**Problem**: Before writing anything, find the line that contains "Target: cab window", then retype the entries below exactly from their first line through that one, without pictures.

**Data supplied**:
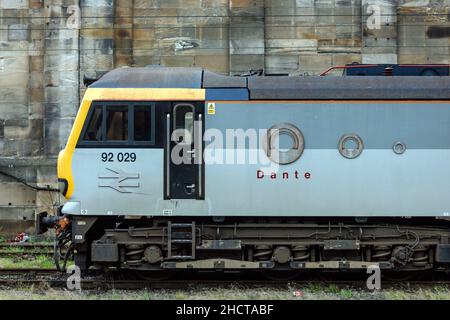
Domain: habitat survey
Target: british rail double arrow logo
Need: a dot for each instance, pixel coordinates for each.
(119, 180)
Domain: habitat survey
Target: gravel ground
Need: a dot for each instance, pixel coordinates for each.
(311, 292)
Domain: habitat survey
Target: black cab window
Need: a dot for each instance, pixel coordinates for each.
(142, 123)
(117, 123)
(94, 130)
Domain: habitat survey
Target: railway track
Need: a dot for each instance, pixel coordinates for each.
(25, 249)
(50, 278)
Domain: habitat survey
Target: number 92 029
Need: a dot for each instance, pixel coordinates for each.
(119, 157)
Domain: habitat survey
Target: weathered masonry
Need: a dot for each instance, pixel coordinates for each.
(47, 46)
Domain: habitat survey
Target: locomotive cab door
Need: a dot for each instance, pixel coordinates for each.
(184, 152)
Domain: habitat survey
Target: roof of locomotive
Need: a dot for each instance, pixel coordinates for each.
(279, 87)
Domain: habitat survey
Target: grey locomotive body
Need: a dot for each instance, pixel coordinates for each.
(178, 168)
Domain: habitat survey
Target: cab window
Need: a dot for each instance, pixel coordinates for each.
(117, 123)
(142, 123)
(94, 130)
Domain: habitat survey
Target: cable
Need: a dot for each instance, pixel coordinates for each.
(27, 184)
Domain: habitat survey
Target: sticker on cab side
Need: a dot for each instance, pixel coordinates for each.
(211, 108)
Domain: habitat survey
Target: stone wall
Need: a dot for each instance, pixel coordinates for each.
(47, 46)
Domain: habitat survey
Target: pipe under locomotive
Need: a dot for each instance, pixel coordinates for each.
(321, 173)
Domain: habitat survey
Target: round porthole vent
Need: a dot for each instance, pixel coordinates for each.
(350, 146)
(399, 148)
(284, 143)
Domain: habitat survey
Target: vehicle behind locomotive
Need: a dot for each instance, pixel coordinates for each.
(181, 168)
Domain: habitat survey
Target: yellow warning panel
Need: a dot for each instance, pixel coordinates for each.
(211, 108)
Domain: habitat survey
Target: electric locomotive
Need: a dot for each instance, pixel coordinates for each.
(182, 168)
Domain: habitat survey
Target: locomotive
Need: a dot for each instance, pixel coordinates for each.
(181, 168)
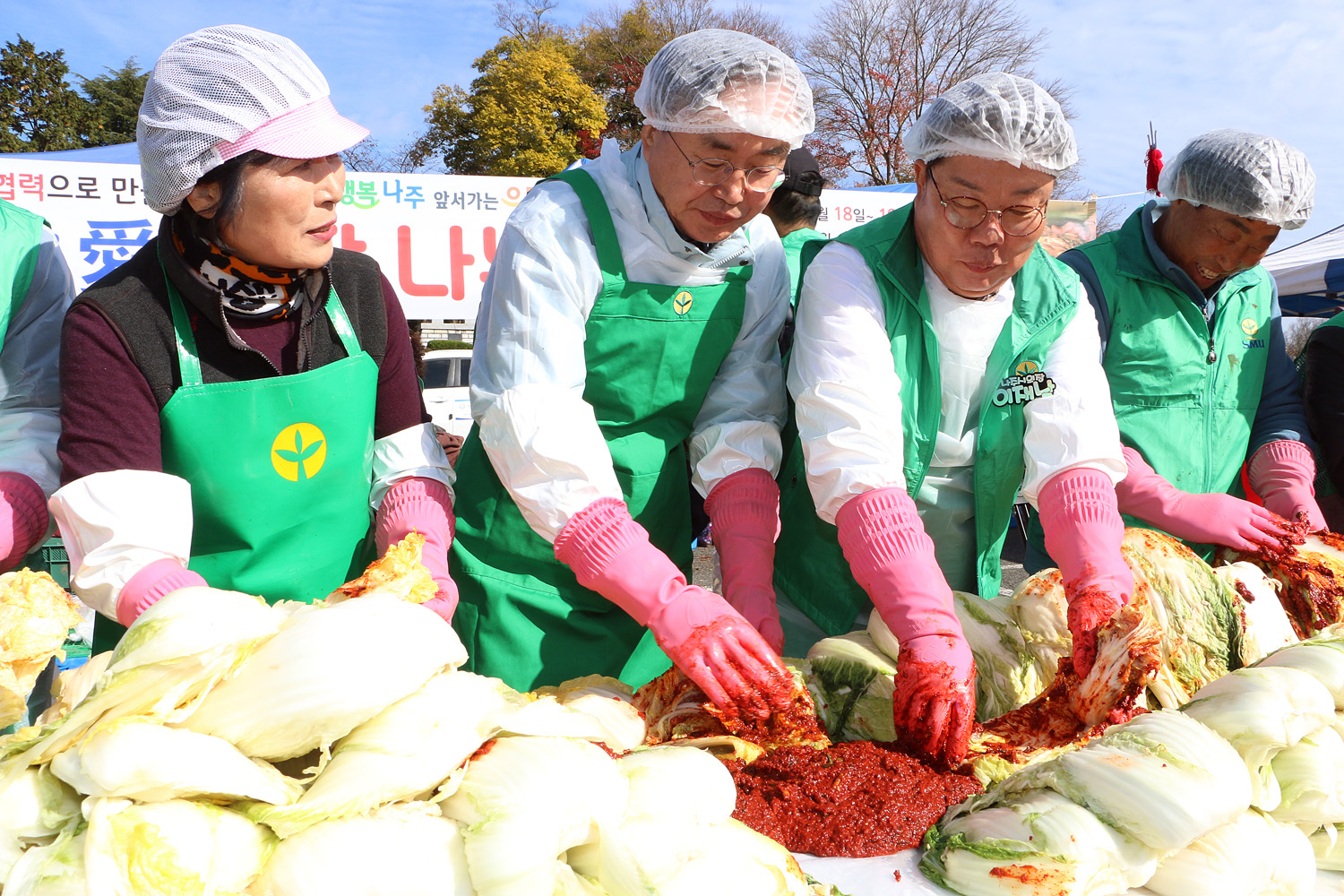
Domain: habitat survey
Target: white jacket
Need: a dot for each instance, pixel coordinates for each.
(529, 368)
(846, 387)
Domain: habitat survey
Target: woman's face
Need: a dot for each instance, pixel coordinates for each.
(288, 212)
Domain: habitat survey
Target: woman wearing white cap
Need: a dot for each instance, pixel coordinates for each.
(238, 400)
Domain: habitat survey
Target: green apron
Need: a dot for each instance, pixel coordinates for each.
(809, 567)
(280, 471)
(1185, 394)
(21, 236)
(652, 352)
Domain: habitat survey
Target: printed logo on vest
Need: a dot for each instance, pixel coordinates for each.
(1250, 328)
(1029, 382)
(298, 452)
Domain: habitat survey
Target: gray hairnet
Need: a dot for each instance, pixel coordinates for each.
(1244, 174)
(217, 85)
(996, 116)
(717, 81)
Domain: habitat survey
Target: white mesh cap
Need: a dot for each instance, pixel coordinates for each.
(996, 116)
(223, 90)
(718, 81)
(1244, 174)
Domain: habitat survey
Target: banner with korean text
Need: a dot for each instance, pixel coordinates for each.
(433, 236)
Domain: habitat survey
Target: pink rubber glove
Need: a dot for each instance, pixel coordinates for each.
(1282, 473)
(1211, 519)
(425, 506)
(151, 583)
(892, 556)
(23, 517)
(745, 512)
(699, 630)
(1083, 533)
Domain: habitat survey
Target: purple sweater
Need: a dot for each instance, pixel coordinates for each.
(109, 418)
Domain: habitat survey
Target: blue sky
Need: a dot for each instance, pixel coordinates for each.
(1188, 66)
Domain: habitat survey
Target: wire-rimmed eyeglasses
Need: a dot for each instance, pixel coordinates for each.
(967, 212)
(711, 172)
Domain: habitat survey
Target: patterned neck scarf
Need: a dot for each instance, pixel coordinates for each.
(244, 288)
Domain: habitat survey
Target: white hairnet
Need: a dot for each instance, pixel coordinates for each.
(717, 81)
(996, 116)
(215, 86)
(1244, 174)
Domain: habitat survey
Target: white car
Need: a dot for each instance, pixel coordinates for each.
(445, 389)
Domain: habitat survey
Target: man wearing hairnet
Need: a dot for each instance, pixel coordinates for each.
(943, 365)
(1193, 347)
(633, 308)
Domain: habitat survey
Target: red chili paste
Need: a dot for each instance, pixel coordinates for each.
(855, 799)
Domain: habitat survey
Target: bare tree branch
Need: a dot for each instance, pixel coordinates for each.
(875, 64)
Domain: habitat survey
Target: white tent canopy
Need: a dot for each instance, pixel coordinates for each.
(1314, 268)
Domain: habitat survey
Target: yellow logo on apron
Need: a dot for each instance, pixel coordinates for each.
(298, 452)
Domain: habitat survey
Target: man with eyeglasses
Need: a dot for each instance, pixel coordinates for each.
(1193, 347)
(633, 308)
(943, 365)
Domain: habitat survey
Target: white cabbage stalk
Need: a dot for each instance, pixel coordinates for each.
(1322, 657)
(1035, 841)
(179, 847)
(881, 634)
(674, 782)
(406, 750)
(175, 651)
(851, 683)
(527, 801)
(306, 688)
(1160, 778)
(570, 883)
(607, 700)
(142, 759)
(1262, 711)
(32, 810)
(675, 796)
(403, 849)
(1252, 856)
(1328, 847)
(677, 831)
(1198, 614)
(737, 861)
(1268, 626)
(1311, 775)
(1007, 672)
(53, 871)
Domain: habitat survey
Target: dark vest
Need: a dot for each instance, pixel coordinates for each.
(134, 300)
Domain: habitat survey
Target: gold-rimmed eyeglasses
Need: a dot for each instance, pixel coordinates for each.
(711, 172)
(967, 212)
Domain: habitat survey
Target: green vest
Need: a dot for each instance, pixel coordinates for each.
(811, 568)
(21, 234)
(650, 352)
(1185, 397)
(793, 244)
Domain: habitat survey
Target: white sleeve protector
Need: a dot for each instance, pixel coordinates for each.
(844, 383)
(530, 371)
(117, 522)
(1075, 426)
(414, 452)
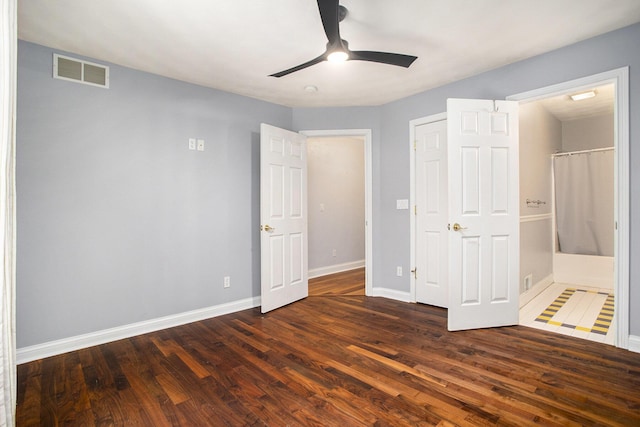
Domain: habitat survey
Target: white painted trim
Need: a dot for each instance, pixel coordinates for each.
(368, 194)
(620, 78)
(336, 268)
(52, 348)
(535, 290)
(532, 218)
(392, 294)
(413, 124)
(634, 343)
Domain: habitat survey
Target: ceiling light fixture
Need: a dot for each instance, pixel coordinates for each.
(583, 95)
(338, 56)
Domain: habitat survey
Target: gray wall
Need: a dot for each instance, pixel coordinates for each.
(335, 193)
(540, 137)
(118, 222)
(588, 133)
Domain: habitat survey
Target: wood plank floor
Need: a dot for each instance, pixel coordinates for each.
(334, 361)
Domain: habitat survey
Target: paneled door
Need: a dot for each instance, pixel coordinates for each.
(283, 217)
(484, 249)
(432, 258)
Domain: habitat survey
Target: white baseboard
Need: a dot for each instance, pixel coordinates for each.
(52, 348)
(392, 294)
(535, 290)
(337, 268)
(634, 343)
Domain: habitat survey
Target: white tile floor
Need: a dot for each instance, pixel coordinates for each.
(581, 310)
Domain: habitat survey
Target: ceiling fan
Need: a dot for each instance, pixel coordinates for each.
(332, 14)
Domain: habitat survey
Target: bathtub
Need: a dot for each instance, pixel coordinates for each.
(587, 270)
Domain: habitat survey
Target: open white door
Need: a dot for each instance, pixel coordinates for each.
(483, 213)
(432, 258)
(283, 217)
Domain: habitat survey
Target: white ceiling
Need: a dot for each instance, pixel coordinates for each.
(234, 45)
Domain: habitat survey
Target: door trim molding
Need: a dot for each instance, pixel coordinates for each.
(413, 124)
(620, 78)
(368, 191)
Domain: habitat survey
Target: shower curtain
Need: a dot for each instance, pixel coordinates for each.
(584, 202)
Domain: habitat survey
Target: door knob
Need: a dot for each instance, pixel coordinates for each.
(458, 227)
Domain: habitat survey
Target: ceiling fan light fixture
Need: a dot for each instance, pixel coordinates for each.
(583, 95)
(338, 56)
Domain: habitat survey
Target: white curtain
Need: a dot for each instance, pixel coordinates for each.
(584, 202)
(8, 61)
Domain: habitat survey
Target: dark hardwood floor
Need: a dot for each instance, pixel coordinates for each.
(342, 361)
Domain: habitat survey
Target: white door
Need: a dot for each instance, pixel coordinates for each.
(283, 217)
(432, 209)
(483, 213)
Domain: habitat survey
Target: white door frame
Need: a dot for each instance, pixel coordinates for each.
(413, 124)
(368, 191)
(620, 79)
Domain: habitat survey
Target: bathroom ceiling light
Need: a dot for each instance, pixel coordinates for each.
(583, 95)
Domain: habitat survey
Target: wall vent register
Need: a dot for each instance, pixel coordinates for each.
(67, 68)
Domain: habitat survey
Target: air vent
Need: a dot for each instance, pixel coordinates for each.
(76, 70)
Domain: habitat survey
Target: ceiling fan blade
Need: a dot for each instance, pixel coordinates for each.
(300, 67)
(383, 57)
(330, 20)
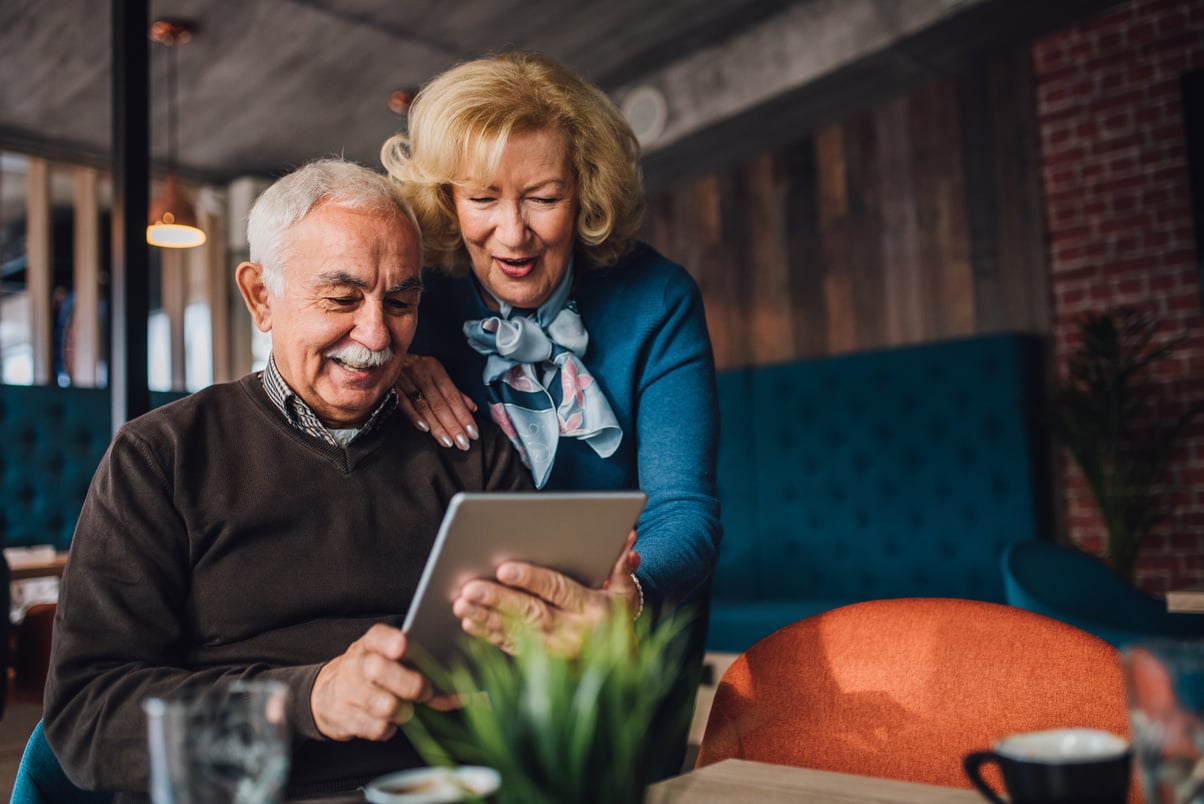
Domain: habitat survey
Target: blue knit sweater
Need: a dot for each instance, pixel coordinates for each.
(650, 353)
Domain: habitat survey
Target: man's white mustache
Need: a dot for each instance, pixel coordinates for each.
(359, 356)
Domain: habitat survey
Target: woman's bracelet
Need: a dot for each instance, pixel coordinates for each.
(641, 590)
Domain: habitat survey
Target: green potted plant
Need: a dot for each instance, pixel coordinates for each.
(560, 728)
(1104, 413)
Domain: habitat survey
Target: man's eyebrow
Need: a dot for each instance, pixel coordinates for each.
(344, 278)
(406, 287)
(341, 278)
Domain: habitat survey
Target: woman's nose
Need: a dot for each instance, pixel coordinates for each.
(512, 225)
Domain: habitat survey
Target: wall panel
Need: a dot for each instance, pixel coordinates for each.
(919, 220)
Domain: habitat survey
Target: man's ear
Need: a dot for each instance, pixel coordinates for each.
(249, 277)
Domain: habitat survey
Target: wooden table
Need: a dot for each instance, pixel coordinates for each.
(1190, 599)
(737, 780)
(22, 569)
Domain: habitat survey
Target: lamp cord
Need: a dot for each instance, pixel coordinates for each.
(171, 107)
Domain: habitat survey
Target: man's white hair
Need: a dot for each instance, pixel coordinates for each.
(335, 182)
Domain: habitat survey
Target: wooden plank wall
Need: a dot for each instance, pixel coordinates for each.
(916, 220)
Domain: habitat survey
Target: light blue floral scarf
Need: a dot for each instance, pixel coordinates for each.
(526, 352)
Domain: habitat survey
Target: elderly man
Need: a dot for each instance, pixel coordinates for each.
(273, 527)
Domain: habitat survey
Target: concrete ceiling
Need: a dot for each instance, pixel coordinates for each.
(266, 84)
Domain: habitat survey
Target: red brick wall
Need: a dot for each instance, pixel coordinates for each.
(1119, 216)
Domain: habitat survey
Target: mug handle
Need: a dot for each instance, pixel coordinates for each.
(972, 762)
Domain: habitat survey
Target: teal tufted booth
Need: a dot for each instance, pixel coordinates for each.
(903, 472)
(53, 439)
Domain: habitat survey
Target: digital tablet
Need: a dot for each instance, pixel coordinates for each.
(576, 533)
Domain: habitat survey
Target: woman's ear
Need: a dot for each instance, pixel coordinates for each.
(249, 277)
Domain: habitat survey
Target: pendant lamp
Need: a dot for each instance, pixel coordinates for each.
(172, 222)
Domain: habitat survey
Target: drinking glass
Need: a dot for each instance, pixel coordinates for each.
(1166, 698)
(225, 743)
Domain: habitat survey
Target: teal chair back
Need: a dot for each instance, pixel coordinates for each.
(40, 778)
(1073, 586)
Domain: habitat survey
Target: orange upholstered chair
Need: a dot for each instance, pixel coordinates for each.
(903, 689)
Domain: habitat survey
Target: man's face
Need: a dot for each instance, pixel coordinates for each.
(348, 313)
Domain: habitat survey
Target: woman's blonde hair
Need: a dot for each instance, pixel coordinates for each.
(470, 112)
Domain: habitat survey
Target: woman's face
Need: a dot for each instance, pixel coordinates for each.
(520, 228)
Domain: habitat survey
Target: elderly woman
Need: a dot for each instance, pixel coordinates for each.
(589, 348)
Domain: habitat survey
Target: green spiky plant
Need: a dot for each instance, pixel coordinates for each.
(1103, 414)
(565, 729)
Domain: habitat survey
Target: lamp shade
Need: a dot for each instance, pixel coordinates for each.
(173, 219)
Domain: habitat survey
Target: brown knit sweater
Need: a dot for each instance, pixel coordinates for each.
(219, 542)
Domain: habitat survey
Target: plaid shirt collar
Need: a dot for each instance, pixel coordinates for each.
(300, 415)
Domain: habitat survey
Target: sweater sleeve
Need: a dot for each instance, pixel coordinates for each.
(677, 432)
(119, 631)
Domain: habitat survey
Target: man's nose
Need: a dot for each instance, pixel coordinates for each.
(371, 327)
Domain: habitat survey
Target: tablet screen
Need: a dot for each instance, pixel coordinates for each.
(576, 533)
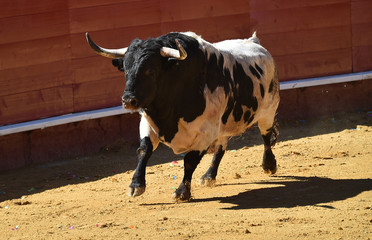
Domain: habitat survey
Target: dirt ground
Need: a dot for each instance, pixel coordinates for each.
(322, 190)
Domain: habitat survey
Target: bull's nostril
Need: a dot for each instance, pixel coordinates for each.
(133, 102)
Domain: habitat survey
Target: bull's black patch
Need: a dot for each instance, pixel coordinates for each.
(244, 94)
(271, 86)
(258, 68)
(237, 112)
(176, 87)
(215, 76)
(247, 115)
(229, 108)
(254, 72)
(262, 90)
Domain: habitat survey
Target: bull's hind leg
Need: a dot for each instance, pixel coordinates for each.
(269, 129)
(191, 161)
(209, 178)
(138, 184)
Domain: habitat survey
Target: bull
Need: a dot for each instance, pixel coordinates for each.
(193, 96)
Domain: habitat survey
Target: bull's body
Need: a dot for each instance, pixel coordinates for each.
(197, 103)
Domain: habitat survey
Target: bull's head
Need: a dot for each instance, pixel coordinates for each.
(142, 63)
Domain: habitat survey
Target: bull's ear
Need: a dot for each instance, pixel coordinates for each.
(118, 62)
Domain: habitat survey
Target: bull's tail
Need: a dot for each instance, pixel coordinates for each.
(254, 38)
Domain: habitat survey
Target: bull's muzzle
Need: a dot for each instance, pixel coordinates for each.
(130, 102)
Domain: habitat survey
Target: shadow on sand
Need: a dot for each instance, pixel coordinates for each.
(292, 191)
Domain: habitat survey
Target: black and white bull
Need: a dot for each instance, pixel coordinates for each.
(193, 96)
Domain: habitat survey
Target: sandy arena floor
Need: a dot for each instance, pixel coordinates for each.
(322, 190)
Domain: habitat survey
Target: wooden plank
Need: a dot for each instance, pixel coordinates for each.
(178, 10)
(219, 28)
(98, 94)
(9, 8)
(37, 26)
(34, 77)
(114, 16)
(362, 58)
(36, 104)
(93, 69)
(112, 38)
(269, 5)
(304, 41)
(20, 54)
(361, 11)
(362, 34)
(296, 19)
(361, 19)
(316, 64)
(93, 3)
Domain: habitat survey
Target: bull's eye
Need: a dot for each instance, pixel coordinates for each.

**Answer area**:
Domain: habitat survey
Target: british rail double arrow logo
Need: a dot for each instance, pixel coordinates for each.
(119, 180)
Domain: habitat survey
Target: gravel ground
Need: a dot for each instance, pixel coordinates for each.
(311, 292)
Domain: habitat survey
Target: black cab window
Need: a dot for each instance, pixel coordinates for each.
(142, 123)
(117, 123)
(94, 130)
Domain: habitat survey
Target: railway track
Need: a dot for each instance, pixel coordinates for each.
(25, 249)
(50, 278)
Domain: habitat survey
Target: number 92 029
Need: a dot for each instance, pixel coordinates for each.
(119, 157)
Domain: habitat survey
Target: weathered masonry
Need: a dot for each instance, pixel coordinates for each.
(47, 46)
Domain: habitat survey
Target: locomotive cab door
Need: a dot for each instance, pixel coordinates for each.
(184, 152)
Domain: habitat survey
Target: roof of locomotive
Need: a dot for each instance, pixel coordinates for each.
(279, 87)
Domain: habitat survey
Target: grey locomotive body
Need: a dot for each instance, pixel coordinates for each.
(178, 168)
Domain: habitat survey
Target: cab window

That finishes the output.